● **Extract to read**
━━━━━━━━━━━━━━━━

Subcutaneous Ureteral Bypass (SUB)

A subcutaneous ureteral bypass (SUB) device is used to treat obstructed ureters (the ureter is the tube carrying urine produced by the kidneys to the bladder). Ureters most commonly block due to stones but can also obstruct due to tumours, strictures (scars) and blood clots. A SUB device involves tubing being placed into the kidney and then into the bladder via a port, which is located under the patient’s skin. It therefore bypasses the obstruction and effectively provides the patient with a new ureter. Ureteral obstruction due to stones is more common in cats than dogs and it is recommend that any patient with increased kidney markers on blood analysis undergoes an ultrasound to assess the kidney for potential obstruction.

Why do animals get ureteral obstructions?

Most obstructions of the ureters are due to stones which usually contain calcium. Certain breeds are predisposed to calcium stone formation and certain medical conditions, including cancer and endocrine diseases, can result in increased blood calcium which leads to stone formation. Cats can also have high blood calcium levels which predisposes to stone formation.

━━━━━━━━━━━━━━━━

● **Material supplied**

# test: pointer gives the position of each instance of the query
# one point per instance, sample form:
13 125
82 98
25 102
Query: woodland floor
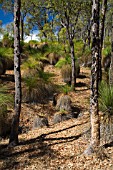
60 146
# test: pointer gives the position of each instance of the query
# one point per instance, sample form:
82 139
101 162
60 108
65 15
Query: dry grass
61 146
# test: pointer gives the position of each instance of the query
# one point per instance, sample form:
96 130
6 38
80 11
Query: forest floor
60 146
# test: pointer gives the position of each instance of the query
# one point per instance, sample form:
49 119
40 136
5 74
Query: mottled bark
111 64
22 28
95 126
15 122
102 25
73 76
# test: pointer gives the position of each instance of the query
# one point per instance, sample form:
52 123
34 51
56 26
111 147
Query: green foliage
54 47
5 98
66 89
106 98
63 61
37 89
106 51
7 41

━━━━━━━━━━━━━━━━

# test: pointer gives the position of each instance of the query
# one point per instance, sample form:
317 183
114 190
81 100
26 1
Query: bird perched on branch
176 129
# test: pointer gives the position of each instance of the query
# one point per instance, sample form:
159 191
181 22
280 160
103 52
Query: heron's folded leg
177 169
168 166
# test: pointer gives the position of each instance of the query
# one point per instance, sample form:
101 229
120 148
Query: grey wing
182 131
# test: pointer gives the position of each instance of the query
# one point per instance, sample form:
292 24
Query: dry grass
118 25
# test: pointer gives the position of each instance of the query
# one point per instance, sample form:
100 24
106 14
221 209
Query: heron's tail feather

━━━━━━━━━━━━━━━━

● **What is required**
Continue the text on subcutaneous ureteral bypass (SUB) devices, starting after its last sentence.

● **Answer for the task**
How is a SUB placed?

SUBs are placed during an open abdominal surgery using fluoroscopy (live video x-ray). The SUB port is placed below the patients’ skin. After the SUB is placed most animals remain hospitalised for 72 hours to allow ongoing intravenous fluid therapy and pain relief.

What are the benefits of a SUB?

Traditional surgery on a ureter is associated with a 20% death rate due to leakage of urine at the surgical site. Since ureters in veterinary patients are so small (1mm in a cat) there is also a risk of stricture (scar) formation at the site of the stone removal and this occurs in up to 40% of patients. Since the SUB device placement does not involve touching the ureter surgically the previously mentioned risks do not exist. The SUB device is associated with a 5% death rate, which compares very favourably to traditional surgery.

What are possible complications seen with SUBs?

Reported complications include blockage of the SUB with a stone, recurrent urinary tract infections and kinking of the SUB tubes. Blockage of the SUB device with stones is reported in 25% of cases but only 12% (roughly 1 in 8 cases) would require a second procedure to unblock the device. Most of the complications reported following SUB placement can be prevented by ensuring the procedure is carried out by a veterinary surgeon who has trained in Interventional Radiology.

What monitoring is required after SUB placement?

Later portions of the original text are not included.